• **Items from a dataset**:
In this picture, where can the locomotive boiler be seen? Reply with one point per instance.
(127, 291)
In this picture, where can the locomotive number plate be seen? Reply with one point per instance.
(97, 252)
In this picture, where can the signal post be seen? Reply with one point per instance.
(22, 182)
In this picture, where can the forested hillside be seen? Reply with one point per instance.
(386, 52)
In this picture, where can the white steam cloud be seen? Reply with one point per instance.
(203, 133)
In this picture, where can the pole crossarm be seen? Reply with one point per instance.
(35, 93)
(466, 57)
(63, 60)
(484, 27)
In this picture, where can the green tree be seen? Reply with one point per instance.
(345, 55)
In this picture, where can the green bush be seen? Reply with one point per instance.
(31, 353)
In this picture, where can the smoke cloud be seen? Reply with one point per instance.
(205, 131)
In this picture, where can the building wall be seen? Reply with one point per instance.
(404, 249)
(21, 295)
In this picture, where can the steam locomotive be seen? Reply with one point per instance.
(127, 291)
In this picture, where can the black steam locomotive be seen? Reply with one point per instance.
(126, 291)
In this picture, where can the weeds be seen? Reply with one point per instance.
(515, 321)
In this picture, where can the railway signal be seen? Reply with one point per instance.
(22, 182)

• **Problem details**: What is needed is an exact copy of the lines from the one containing "In this picture, where can the railway" to the end of the data; please add nothing else.

• **Answer to this exercise**:
In this picture, where can the railway signal be seen? Reply with one point per instance.
(22, 182)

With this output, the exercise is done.